[EXTRACTED TEXT]
Women’s networks

Is it the end of the road for women’s networks? Elizabeth Harrin from The Glass Hammer blog wrote an interesting piece last week based on this question after attending an event hosted by Morgan Stanley, which I also happened to go to. It’s certainly an interesting question – women’s groups, networks etc always seem to be a controversial topic as many query whether they do more harm than good.

See Elizabeth’s post here for the full story, but in a nutshell it revolves around this quote: “We have to stop bringing groups of women together to talk about what we know is going wrong….We have to convince our companies to stop fixing the women. The underlying assumption with all of those programmes [mentoring, executive coaching, etc] is that there must be something wrong with women.”

[WHAT IS NEEDED]
Continue the blog post on women's networks, picking up right after its last sentence.

[SOURCE INFORMATION]

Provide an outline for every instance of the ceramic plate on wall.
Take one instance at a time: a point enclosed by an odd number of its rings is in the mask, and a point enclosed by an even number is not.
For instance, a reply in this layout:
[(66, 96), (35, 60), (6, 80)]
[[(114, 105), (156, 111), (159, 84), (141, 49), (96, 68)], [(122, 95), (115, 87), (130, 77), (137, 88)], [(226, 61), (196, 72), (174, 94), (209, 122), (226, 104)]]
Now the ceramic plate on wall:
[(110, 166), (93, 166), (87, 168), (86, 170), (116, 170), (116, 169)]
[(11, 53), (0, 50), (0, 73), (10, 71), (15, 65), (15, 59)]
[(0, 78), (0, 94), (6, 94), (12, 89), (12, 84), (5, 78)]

[OUTPUT OF THE EXERCISE]
Being a women’s network, of course we are going to defend them! But, with good reason. The first point I would make is that the woman behind these words, Avivah Wittenberg-Cox, seems to be referring to “women-only” groups. And I would say I agree that these are not the most constructive ways of encouraging progress. Womenintechnology is women orientated but not exclusive – in fact we always encourage men to attend our events and love it when they do! I also agree that women discussing what is going wrong is not a particularly helpful activity. Our events and training courses often do discuss the problems that women face and allow them to share experiences, but we then provide advice to help these women tackle these problems in the future. We often gear them towards skills we know that women – in general – struggle with.

Then comes the ‘but’. I don’t think it’s true that the underlying assumption is that there must be something wrong with women. Networking groups, mentoring, coaching and other female orientated groups and networks exist because it is no secret that there are inequalities in the workplace. Their aim is to provide support to women who often feel isolated in a male dominated environment and help them feel more confident and happy in their work. What’s wrong with that?

There are many interesting responses to Elizabeth’s blog that are also worth a read. What do you think? Leave your comments here.


2 Responses to “Women’s networks”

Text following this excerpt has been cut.